**Your objective:** Once the line containing "x=667, y=106" is found in the records below, return it and each following line exactly, up to and including the line containing "the green grass", and nothing else.

── Data for processing

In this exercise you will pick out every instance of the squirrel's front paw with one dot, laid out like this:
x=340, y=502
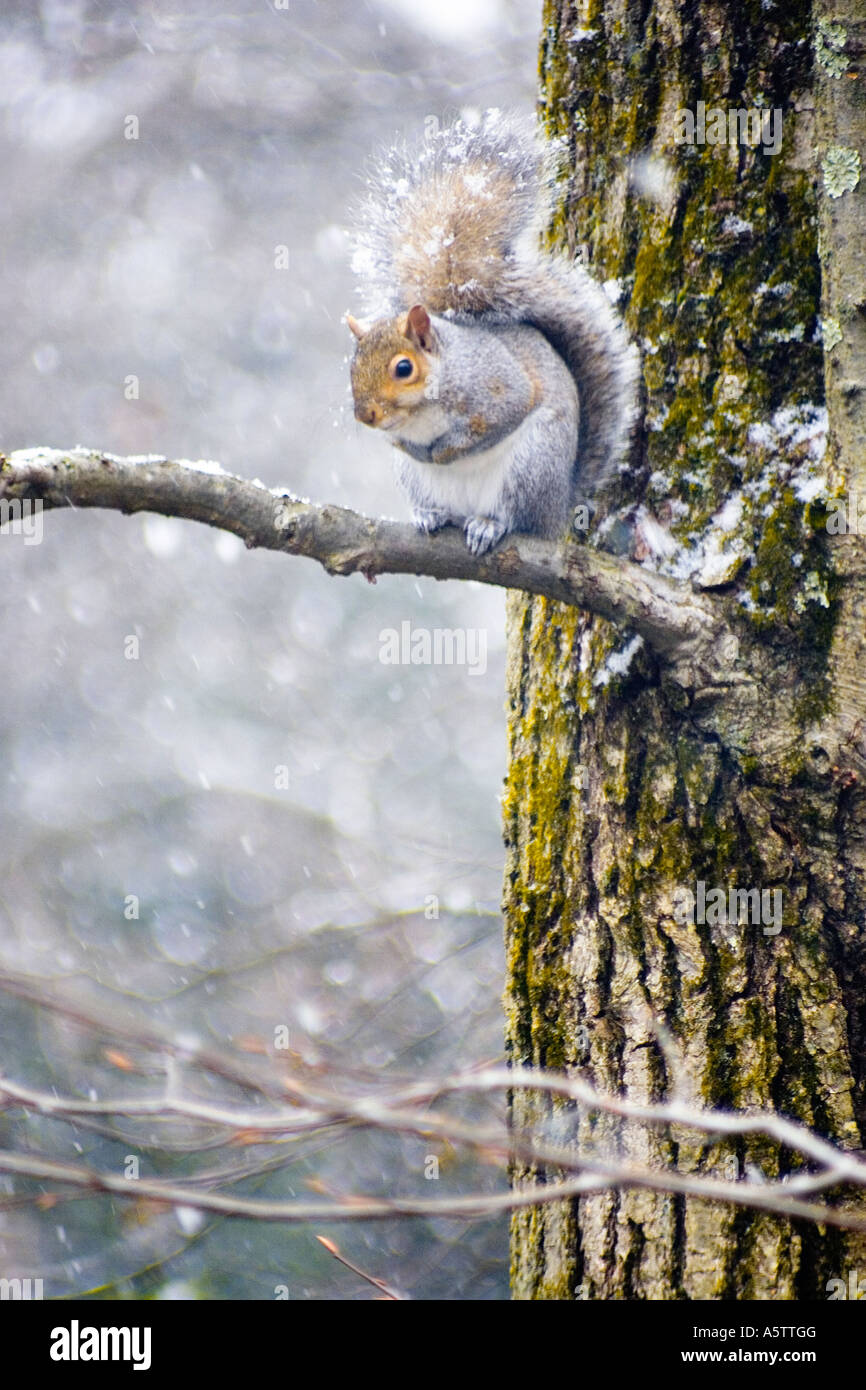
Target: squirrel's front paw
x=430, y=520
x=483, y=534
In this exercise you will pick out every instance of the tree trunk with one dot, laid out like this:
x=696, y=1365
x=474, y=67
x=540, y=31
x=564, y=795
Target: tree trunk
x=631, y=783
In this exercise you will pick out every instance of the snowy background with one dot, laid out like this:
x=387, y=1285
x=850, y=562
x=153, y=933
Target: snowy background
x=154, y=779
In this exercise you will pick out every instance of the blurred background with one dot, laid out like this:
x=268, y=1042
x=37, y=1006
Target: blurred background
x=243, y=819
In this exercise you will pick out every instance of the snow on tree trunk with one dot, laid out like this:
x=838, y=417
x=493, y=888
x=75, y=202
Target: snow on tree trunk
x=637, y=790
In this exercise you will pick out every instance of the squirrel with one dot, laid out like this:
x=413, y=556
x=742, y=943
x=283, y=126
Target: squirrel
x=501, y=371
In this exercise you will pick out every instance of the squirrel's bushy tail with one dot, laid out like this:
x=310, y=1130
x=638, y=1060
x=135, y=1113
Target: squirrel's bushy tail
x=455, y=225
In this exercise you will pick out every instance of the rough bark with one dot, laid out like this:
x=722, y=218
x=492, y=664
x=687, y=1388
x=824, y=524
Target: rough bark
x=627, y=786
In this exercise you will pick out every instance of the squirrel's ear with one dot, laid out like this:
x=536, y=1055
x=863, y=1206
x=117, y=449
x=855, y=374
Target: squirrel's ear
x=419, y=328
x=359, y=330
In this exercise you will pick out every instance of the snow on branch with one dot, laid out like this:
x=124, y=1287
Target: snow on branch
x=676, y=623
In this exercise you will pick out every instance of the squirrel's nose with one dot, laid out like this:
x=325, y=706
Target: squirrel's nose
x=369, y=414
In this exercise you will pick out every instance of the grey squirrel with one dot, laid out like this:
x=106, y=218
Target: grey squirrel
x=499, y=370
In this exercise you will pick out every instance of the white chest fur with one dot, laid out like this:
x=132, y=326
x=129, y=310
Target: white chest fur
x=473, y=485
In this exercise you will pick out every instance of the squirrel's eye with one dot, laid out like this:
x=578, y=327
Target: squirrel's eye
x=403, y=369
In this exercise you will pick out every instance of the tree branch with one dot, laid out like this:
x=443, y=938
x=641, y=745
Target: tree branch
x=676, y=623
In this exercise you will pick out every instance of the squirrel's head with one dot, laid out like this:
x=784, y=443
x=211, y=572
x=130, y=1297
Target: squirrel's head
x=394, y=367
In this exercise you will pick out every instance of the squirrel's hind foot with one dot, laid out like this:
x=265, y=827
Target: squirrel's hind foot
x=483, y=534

────
── Data for processing

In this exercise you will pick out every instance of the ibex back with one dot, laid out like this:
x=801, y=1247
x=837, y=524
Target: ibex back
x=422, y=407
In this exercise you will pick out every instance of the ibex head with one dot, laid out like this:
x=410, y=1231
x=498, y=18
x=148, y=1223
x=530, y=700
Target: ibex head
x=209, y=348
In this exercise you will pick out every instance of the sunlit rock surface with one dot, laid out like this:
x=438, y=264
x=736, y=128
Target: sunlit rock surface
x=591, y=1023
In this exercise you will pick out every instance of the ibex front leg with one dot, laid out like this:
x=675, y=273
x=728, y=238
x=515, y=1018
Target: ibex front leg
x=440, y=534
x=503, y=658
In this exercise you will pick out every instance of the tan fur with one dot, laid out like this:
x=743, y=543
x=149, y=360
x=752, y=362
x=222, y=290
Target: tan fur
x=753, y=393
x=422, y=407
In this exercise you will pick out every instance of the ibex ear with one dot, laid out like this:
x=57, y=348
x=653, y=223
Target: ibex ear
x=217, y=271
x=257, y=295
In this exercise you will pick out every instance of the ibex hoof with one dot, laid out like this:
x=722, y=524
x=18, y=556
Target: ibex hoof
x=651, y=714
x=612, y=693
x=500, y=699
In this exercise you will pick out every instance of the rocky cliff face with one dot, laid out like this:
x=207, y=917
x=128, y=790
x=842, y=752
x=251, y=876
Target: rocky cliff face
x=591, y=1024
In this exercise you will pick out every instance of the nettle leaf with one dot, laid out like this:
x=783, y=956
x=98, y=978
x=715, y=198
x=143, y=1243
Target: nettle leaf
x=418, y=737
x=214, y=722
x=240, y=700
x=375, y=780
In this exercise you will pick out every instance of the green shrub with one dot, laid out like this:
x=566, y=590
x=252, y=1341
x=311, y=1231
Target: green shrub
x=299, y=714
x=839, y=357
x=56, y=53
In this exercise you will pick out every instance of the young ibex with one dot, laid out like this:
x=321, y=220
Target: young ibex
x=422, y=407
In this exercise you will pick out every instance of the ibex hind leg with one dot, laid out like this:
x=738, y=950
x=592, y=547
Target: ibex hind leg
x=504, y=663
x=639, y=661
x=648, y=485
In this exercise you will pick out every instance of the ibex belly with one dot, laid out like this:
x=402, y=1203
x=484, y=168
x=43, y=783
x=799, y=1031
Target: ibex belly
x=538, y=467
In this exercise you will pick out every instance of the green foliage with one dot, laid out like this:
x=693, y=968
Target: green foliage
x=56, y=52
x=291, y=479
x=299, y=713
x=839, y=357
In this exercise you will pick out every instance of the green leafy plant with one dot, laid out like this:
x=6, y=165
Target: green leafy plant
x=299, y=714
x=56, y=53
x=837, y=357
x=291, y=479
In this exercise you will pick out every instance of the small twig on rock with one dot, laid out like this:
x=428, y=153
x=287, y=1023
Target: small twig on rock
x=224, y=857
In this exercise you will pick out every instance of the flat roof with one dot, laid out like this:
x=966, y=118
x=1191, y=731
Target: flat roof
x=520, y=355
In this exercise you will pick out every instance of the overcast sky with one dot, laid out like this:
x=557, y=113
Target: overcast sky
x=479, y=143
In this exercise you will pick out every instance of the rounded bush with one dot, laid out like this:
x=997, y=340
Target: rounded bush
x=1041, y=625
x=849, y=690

────
── Data for processing

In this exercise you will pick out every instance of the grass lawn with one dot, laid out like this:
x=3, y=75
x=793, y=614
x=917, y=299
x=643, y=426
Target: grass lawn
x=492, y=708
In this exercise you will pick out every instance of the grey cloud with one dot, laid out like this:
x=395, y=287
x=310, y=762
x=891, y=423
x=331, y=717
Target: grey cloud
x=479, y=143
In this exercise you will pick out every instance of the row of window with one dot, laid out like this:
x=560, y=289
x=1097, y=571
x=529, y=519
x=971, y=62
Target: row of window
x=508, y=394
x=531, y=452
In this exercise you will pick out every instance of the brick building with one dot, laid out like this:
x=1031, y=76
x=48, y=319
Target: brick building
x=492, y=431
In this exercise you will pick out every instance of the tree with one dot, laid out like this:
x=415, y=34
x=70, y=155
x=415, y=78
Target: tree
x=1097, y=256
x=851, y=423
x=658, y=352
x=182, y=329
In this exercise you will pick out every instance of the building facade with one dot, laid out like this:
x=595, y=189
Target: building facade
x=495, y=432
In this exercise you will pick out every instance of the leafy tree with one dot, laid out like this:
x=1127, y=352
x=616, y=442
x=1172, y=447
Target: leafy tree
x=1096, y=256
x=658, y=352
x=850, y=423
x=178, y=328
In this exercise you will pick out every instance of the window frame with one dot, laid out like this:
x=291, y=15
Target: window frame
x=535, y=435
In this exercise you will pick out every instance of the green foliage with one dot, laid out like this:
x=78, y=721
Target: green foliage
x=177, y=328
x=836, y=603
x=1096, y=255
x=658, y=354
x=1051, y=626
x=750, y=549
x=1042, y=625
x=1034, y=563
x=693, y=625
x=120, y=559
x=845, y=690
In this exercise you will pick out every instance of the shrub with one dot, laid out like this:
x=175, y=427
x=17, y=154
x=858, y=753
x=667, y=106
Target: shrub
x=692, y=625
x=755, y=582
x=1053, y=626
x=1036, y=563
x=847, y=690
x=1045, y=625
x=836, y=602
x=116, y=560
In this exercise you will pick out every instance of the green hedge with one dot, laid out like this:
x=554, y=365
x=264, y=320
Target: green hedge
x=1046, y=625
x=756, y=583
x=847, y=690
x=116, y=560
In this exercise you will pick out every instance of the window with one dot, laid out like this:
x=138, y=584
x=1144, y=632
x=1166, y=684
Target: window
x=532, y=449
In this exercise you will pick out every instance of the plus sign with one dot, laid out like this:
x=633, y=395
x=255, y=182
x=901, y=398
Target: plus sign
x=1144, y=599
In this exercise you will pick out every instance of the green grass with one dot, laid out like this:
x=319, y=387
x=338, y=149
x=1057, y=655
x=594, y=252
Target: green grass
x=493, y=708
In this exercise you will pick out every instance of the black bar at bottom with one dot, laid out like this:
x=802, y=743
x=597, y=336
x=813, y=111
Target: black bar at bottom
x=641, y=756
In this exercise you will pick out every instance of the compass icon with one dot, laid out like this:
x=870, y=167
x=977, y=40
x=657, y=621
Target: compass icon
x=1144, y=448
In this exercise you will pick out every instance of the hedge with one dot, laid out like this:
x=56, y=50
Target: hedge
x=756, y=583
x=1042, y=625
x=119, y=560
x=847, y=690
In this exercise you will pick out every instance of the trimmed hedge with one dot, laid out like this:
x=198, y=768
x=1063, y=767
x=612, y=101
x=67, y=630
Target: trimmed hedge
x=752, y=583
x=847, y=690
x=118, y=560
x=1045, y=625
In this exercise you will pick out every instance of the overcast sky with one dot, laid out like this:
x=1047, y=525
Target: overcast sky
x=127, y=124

────

**Answer section:**
x=667, y=106
Target: shrub
x=692, y=625
x=755, y=582
x=1053, y=626
x=1036, y=563
x=847, y=690
x=1045, y=625
x=836, y=602
x=116, y=560
In this exercise you will pick out every instance of the green hedge with one dot, laid out like this:
x=554, y=365
x=264, y=320
Target: green hedge
x=1046, y=625
x=756, y=583
x=847, y=690
x=116, y=560
In this exercise you will pick out every instance of the window with one dot, laid out like this:
x=138, y=584
x=1144, y=632
x=1166, y=684
Target: window
x=532, y=449
In this exercise you will pick out every instance of the plus sign with one dot, laid out like this:
x=633, y=395
x=255, y=182
x=901, y=398
Target: plus sign
x=1144, y=599
In this exercise you will pick out every instance of the green grass with one dot, laid out like this:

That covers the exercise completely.